**DOCUMENT SOURCE:**
★ ★ ★ ★ ★

Référé du 23 mars 2010

RG : 2010/00009

COUR D’APPEL DE LYON

1re chambre civile A

ARRET DU 07 Octobre 2010

APPELANTE :

SNC VINCI IMMOBILIER RESIDENTIEL

XXX

XXX

représentée par la SCP AGUIRAUD-NOUVELLET, avoués à la Cour

assistée de la SELARL ISEE, avocats au barreau de LYON

INTIMES :

M. Z X

né le XXX à SAINT-ETIENNE (LOIRE)

XXX

XXX

représenté par Me Christian MOREL, avoué à la Cour

assisté de Me Didier LEMASSON, avocat au barreau de LYON

Melle D E Y

née le XXX à SAINT-PRIEST-EN-JARREZ (LOIRE)

XXX

XXX

représentée par Maître Christian MOREL, avoué à la Cour

assistée de Maître Didier LEMASSON, avocat au barreau de LYON

**************

Date de clôture de l’instruction : 08 septembre 2010

Date des plaidoiries tenues en audience publique: 08 septembre 2010

Date de mise en délibéré : 07 octobre 2010

Composition de la Cour lors des débats et du délibéré :

— Bernadette MARTIN, président

— Christine DEVALETTE, conseiller

— B C, conseiller

assistée pendant les débats de Frédérique JANKOV, greffier

A l’audience, B C a fait son rapport, conformément à l’article 785 du code de procédure civile.

Arrêt contradictoire rendu publiquement par mise à disposition au greffe de la cour d’appel, les parties en ayant été préalablement avisées dans les conditions prévues à l’article 450 alinéa 2 du code de procédure civile,

Signé par Bernadette MARTIN, président, et par Joëlle POITOUX, greffier, auquel la minute a été remise par le magistrat signataire .

**************

EXPOSÉ DU LITIGE

La société Vinci Immobilier Résidentiel a vendu une maison d’habitation en état futur d’achèvement à M. X et Melle Y.

Lors de la livraison, les acquéreurs ont formulé des réserves, refusé de solder le prix et en ont consigné 10 %, soit la somme de 21 500 euros.

Le constructeur a agi en référé en paiement d’une provision équivalente à la moitié de cette somme, outre intérêts et indemnité.

Il a relevé appel, par acte du 7 avril 2010, de l’ordonnance qui a rejeté cette demande en raison de contestations sérieuses.

★ ★ ★ ★ ★

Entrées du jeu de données
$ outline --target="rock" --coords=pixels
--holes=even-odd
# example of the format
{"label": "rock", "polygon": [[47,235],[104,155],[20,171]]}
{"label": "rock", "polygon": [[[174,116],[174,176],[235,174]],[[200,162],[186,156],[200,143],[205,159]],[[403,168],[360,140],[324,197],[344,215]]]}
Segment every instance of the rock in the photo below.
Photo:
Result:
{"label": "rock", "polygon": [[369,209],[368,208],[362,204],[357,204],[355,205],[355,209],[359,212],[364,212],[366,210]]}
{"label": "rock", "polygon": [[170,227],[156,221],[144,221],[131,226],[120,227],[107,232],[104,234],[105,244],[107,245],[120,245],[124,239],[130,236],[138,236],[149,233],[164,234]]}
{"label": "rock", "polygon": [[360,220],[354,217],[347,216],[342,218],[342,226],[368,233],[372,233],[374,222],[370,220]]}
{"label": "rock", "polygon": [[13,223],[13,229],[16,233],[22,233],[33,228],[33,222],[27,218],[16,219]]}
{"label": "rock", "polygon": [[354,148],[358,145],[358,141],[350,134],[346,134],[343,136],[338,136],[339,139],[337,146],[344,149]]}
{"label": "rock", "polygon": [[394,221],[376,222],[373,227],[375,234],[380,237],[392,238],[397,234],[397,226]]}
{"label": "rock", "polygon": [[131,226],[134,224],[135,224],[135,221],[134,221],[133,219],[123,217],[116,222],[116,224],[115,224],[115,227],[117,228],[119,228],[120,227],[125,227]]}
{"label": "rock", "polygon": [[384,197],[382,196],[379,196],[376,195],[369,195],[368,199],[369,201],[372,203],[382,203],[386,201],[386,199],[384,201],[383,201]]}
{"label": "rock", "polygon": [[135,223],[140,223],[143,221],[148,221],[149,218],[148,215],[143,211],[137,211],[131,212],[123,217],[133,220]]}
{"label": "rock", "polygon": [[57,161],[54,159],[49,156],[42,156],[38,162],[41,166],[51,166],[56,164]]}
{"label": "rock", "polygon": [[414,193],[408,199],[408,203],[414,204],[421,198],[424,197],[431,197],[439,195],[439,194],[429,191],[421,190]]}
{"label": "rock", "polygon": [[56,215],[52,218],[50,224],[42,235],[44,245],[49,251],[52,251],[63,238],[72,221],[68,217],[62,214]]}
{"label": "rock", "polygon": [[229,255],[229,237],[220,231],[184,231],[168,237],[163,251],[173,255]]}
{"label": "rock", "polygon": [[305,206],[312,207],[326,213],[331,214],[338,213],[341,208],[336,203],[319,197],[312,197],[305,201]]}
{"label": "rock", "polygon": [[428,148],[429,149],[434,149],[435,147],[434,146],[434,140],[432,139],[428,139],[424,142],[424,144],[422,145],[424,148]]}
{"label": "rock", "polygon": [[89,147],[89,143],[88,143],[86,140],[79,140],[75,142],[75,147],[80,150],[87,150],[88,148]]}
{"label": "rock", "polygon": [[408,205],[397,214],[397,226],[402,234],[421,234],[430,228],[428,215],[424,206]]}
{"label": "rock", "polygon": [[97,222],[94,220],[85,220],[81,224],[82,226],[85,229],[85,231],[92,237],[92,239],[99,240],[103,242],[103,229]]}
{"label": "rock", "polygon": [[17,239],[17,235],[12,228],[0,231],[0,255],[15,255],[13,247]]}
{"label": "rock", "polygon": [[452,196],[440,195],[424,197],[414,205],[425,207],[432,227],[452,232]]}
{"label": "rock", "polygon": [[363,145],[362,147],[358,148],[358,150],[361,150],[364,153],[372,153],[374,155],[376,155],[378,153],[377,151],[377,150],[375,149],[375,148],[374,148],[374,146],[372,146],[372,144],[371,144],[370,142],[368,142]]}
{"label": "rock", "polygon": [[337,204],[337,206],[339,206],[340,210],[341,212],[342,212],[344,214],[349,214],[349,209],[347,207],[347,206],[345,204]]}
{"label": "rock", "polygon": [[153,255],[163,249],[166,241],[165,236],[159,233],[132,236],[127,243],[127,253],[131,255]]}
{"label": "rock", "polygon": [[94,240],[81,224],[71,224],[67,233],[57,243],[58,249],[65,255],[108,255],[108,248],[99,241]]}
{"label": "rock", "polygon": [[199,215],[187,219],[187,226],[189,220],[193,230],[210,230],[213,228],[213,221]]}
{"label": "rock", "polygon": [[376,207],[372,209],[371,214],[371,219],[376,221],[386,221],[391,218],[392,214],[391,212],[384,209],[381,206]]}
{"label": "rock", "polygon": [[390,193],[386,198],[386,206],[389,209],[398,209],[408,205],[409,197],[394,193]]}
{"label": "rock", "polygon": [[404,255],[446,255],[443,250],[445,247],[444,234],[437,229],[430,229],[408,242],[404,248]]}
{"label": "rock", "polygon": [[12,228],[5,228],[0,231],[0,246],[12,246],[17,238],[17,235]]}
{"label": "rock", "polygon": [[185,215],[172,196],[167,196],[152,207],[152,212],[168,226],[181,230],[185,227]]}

★ ★ ★ ★ ★

**CONSIGNE 1:**
D'après l'arrêt, quelle somme les acquéreurs ont-ils consignée lors de la livraison ?
**CONSIGNE 2:**
Extrayez des enregistrements chaque ligne contenant la chaîne "every", en tenant compte de la casse.
Les enregistrements sont sans rapport avec l'arrêt.

**RÉPONSE ATTENDUE 1:**
21 500 euros, soit 10 % du prix.

**RÉPONSE ATTENDUE 2:**
Segment every instance of the rock in the photo below.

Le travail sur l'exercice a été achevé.